── Dataset extract ──

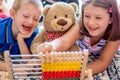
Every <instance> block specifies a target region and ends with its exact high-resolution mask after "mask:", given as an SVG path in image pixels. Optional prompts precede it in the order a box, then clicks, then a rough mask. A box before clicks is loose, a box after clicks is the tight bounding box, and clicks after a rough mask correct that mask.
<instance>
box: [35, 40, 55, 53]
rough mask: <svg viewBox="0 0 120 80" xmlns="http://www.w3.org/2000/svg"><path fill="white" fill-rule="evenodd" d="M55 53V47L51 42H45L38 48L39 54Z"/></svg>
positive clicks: (40, 44)
mask: <svg viewBox="0 0 120 80" xmlns="http://www.w3.org/2000/svg"><path fill="white" fill-rule="evenodd" d="M51 51H54V48H53V46H52V45H51V44H50V43H49V42H44V43H42V44H40V45H39V46H38V47H37V53H39V52H44V53H45V52H51Z"/></svg>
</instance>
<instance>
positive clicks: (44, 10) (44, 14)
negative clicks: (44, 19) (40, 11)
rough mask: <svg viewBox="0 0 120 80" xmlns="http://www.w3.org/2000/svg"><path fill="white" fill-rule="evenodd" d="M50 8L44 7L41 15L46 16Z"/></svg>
mask: <svg viewBox="0 0 120 80" xmlns="http://www.w3.org/2000/svg"><path fill="white" fill-rule="evenodd" d="M50 8H51V5H46V6H45V7H44V9H43V15H44V16H46V14H47V12H48V11H49V9H50Z"/></svg>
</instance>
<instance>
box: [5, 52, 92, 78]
mask: <svg viewBox="0 0 120 80" xmlns="http://www.w3.org/2000/svg"><path fill="white" fill-rule="evenodd" d="M4 54H5V55H4V56H5V61H6V64H7V71H8V78H9V79H10V80H26V79H29V80H84V79H85V78H87V80H93V79H92V71H91V70H90V69H88V70H86V64H87V60H88V51H87V50H84V51H83V52H50V53H42V52H41V53H39V54H32V55H9V51H5V53H4ZM21 57H30V58H32V59H22V58H21ZM38 66H39V67H38ZM22 71H23V72H22ZM24 71H25V72H24Z"/></svg>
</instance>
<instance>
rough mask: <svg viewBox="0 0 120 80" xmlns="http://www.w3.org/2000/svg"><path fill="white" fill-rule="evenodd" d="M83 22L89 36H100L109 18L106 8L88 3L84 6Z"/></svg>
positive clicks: (110, 22)
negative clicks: (90, 35) (95, 5)
mask: <svg viewBox="0 0 120 80" xmlns="http://www.w3.org/2000/svg"><path fill="white" fill-rule="evenodd" d="M83 23H84V26H85V28H86V29H87V31H88V33H89V34H90V35H91V36H93V37H102V36H103V35H104V33H105V31H106V29H107V27H108V25H109V24H111V19H110V16H109V13H108V10H107V9H104V8H102V7H97V6H93V5H92V4H88V5H86V6H85V8H84V16H83Z"/></svg>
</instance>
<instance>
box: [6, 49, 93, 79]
mask: <svg viewBox="0 0 120 80" xmlns="http://www.w3.org/2000/svg"><path fill="white" fill-rule="evenodd" d="M4 54H5V55H4V57H5V62H6V65H7V71H8V78H9V79H10V80H13V79H14V75H13V74H14V71H13V67H12V64H13V63H12V62H11V55H10V54H9V51H5V52H4ZM88 54H89V53H88V50H84V51H83V52H51V53H45V54H43V53H40V54H38V55H37V58H39V59H40V60H41V61H40V64H42V63H43V62H54V61H56V60H57V59H56V57H63V59H64V56H67V57H78V58H81V59H79V60H82V69H81V73H80V80H84V79H85V77H87V78H88V80H93V77H92V71H91V69H88V70H86V64H87V61H88ZM33 55H34V54H33ZM33 55H28V56H33ZM21 56H26V55H21ZM35 56H36V55H35ZM13 57H16V55H15V56H13ZM22 60H23V59H21V61H22ZM28 61H29V60H28ZM63 61H64V60H63ZM23 66H25V65H23Z"/></svg>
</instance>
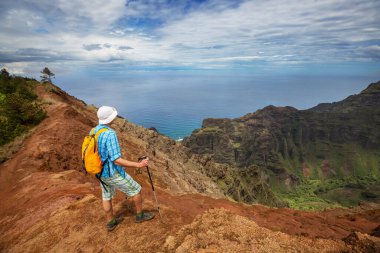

───

> Exercise description
Among the lines above, repeat exactly those from the line with "positive clicks: (40, 44)" to the line with "negative clicks: (44, 19) (40, 11)", counting both ends.

> Exercise answer
positive clicks: (40, 44)
mask: <svg viewBox="0 0 120 80" xmlns="http://www.w3.org/2000/svg"><path fill="white" fill-rule="evenodd" d="M51 51H54V48H53V46H52V45H51V44H50V43H49V42H44V43H42V44H40V45H39V46H38V47H37V53H39V52H44V53H45V52H51Z"/></svg>
</instance>
<instance>
positive clicks: (44, 10) (44, 14)
negative clicks: (44, 19) (40, 11)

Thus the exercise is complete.